* **YOUR INSTRUCTIONS**: Reproduce the text on better public services from "Better Public Services" down to "and market efficiency.", word for word.
BEGIN EXERCISE TEXT
Better Public Services

In many areas of life we accept that experimentation, competition and replication of success will gradually lead to better results, or improved suitability to the environment. This is the basics of evolution and market efficiency.

When it comes to public services this notion meets the moral intuition that justice and fairness requires an equality of treatment, hence a universal standard of provision.

However, imposing universality prevents experimentation and can stymie adaptation to local demands, becoming a conservative break on improvement.

Some style this type of opposition as fairness vs. efficiency, but what I am concerned with is fairness vs. improvement.

While the equality of destitution is the easiest form of equality to engineer, it not the equality that most meaningfully aspire to.

How do you get experimentation, competition and replication of successful results in public services?

Having a diversity of providers that can grow and fail, as in the private sector has many attractions.

When compared with delivery by centralised bureaucracy, discrete service providers have the advantage that they have simpler chains of command with less competing priorities. They can also focus on developing their specific specialism and expertise within the organisation.
END EXERCISE TEXT
BEGIN RECORDS PROVIDED
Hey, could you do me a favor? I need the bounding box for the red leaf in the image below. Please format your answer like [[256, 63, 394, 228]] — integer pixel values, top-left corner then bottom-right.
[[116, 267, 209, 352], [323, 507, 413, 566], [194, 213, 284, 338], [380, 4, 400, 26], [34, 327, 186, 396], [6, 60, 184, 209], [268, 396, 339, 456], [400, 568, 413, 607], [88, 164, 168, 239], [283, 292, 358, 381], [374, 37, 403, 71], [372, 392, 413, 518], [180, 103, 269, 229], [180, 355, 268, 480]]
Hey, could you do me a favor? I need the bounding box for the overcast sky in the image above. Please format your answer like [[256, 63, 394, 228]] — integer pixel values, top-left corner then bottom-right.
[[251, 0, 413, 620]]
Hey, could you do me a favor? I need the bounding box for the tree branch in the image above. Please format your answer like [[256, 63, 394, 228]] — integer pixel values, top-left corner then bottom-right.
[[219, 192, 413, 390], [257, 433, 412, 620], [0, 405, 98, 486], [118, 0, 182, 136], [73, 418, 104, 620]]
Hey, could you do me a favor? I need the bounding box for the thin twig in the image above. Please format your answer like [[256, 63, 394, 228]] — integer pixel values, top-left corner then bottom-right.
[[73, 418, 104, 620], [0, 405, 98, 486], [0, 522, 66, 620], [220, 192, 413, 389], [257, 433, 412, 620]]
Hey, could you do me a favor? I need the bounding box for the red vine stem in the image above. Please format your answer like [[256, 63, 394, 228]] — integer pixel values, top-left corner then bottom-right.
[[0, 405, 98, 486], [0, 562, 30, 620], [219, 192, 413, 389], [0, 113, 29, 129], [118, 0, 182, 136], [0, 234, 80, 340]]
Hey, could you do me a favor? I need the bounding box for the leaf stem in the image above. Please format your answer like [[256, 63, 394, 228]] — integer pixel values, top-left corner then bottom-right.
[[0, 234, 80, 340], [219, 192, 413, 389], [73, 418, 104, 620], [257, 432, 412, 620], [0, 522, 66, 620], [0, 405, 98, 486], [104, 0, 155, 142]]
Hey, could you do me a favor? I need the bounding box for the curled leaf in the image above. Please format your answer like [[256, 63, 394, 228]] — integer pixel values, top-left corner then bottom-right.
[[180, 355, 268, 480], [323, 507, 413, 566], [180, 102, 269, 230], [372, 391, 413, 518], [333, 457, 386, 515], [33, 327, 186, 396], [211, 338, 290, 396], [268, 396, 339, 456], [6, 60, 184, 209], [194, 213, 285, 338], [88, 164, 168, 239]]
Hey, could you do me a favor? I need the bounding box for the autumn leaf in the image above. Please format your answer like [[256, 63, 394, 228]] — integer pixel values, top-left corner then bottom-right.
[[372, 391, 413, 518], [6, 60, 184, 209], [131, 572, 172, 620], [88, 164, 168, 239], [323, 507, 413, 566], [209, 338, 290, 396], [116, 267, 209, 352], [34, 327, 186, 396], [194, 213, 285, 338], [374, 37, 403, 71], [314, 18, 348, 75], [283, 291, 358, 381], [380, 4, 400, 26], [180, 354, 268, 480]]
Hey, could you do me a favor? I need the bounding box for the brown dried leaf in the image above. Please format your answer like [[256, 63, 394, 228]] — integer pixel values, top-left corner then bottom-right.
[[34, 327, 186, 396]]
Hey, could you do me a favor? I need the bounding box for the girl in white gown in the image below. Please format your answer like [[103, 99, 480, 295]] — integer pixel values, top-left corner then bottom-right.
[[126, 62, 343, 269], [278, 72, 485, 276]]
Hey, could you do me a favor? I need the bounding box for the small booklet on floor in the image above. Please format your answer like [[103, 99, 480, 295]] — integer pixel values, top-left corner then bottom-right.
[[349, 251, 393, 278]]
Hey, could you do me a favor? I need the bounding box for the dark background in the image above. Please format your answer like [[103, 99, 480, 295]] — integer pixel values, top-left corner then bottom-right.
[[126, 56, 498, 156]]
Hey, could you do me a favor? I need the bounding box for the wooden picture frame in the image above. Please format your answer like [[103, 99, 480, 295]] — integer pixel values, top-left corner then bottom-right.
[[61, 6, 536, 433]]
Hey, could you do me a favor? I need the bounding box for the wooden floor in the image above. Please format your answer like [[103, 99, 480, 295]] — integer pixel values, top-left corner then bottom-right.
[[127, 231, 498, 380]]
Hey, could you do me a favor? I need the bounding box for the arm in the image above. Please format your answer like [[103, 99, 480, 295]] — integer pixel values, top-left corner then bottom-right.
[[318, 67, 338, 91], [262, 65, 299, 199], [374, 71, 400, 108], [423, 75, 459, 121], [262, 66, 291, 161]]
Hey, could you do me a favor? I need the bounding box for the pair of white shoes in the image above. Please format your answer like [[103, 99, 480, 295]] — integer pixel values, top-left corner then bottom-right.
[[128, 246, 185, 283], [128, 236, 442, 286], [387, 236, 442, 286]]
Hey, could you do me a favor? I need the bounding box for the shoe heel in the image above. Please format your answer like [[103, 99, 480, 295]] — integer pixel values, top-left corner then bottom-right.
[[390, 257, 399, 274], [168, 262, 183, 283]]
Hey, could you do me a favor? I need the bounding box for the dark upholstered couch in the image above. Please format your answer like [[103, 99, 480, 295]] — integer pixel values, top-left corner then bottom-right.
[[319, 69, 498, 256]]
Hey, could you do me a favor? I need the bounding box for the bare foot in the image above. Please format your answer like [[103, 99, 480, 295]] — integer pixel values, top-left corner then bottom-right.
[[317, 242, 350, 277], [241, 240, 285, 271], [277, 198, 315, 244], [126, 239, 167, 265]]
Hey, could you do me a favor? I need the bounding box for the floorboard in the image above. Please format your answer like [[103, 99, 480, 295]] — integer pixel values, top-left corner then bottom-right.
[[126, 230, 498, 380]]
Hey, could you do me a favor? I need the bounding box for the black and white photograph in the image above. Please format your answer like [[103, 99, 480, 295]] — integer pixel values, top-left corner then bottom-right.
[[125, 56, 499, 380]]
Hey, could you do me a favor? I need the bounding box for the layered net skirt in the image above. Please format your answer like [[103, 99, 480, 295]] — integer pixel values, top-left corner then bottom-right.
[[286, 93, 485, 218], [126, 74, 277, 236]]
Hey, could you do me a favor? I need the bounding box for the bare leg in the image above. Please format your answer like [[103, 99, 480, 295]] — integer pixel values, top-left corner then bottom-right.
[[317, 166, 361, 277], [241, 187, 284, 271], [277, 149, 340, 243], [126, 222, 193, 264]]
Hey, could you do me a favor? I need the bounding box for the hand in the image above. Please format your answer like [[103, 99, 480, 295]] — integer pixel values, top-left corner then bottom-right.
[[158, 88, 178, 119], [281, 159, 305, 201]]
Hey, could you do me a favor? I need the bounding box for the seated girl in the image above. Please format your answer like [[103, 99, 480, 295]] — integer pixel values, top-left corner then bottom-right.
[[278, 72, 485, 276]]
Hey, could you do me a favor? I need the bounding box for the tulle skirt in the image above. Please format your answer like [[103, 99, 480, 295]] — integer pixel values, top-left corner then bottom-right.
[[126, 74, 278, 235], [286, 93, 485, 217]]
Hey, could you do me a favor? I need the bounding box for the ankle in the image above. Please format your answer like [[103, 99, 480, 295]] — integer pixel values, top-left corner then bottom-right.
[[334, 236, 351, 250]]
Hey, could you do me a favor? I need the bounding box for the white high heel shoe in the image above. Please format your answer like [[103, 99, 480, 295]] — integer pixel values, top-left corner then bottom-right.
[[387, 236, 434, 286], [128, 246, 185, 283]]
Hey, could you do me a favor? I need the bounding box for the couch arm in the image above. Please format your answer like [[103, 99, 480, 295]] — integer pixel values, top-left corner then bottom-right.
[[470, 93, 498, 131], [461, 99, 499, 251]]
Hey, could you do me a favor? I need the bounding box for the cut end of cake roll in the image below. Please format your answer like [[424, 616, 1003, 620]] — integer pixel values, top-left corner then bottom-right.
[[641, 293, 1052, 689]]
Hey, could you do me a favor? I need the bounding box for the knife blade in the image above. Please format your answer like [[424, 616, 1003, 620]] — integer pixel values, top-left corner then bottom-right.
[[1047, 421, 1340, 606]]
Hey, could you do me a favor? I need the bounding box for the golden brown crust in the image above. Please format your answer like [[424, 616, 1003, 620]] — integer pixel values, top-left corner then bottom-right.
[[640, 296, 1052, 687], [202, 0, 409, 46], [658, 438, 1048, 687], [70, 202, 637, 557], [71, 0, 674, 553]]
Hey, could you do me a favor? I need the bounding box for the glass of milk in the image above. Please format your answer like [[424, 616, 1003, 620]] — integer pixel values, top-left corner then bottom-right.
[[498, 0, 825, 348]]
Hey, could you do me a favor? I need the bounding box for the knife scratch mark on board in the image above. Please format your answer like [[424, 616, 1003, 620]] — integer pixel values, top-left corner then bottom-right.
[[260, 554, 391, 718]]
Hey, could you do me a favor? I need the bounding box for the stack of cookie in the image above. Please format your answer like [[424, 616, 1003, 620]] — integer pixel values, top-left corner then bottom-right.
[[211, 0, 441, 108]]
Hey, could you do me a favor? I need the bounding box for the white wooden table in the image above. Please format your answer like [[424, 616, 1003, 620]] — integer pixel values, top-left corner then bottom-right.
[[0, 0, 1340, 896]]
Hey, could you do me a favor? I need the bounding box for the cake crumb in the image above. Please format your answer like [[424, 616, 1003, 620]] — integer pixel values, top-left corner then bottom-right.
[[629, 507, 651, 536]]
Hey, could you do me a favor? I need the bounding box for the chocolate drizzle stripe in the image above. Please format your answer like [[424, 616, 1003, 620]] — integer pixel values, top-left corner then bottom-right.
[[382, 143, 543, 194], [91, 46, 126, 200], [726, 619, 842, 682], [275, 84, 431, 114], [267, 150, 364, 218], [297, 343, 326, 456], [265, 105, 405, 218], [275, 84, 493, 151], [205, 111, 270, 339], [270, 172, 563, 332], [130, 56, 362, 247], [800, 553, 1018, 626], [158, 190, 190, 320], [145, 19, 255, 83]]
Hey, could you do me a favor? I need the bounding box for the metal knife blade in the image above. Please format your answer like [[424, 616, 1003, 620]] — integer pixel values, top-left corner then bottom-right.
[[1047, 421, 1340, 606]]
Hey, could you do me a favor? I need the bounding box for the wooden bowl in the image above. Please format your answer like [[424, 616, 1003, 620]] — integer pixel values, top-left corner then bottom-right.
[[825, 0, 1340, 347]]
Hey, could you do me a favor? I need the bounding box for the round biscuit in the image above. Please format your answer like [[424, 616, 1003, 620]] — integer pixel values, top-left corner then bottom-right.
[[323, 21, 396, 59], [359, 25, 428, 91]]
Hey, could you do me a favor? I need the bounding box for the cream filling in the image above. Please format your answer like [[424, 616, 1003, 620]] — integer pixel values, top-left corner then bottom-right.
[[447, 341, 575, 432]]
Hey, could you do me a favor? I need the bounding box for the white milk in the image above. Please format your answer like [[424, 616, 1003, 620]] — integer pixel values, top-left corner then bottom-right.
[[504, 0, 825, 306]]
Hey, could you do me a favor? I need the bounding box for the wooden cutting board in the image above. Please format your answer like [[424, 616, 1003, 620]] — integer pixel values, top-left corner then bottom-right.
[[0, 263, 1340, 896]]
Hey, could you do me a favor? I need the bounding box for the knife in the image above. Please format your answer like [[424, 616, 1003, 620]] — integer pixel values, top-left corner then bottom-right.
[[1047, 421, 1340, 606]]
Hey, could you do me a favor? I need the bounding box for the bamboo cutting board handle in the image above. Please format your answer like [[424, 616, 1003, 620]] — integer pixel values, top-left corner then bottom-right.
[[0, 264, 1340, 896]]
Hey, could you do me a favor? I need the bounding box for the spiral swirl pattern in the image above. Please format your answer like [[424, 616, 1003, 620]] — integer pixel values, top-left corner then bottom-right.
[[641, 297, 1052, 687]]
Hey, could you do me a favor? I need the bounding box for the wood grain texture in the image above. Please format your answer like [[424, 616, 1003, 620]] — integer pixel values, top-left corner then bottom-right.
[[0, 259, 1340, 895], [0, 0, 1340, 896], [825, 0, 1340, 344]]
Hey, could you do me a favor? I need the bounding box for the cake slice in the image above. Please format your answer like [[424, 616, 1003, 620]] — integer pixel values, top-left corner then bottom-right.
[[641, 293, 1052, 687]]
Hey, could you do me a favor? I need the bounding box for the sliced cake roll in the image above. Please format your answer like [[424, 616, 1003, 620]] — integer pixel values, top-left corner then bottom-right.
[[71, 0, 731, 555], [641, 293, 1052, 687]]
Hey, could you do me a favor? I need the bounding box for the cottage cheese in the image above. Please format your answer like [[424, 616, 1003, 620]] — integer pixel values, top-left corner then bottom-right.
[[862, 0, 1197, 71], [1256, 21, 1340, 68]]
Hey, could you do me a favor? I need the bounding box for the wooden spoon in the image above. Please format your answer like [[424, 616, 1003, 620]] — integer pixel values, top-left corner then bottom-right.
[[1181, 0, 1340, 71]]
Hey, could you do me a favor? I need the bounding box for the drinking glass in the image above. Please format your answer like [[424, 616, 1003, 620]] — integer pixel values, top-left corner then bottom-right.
END RECORDS PROVIDED
* **TASK ANSWER**:
Better Public Services

In many areas of life we accept that experimentation, competition and replication of success will gradually lead to better results, or improved suitability to the environment. This is the basics of evolution and market efficiency.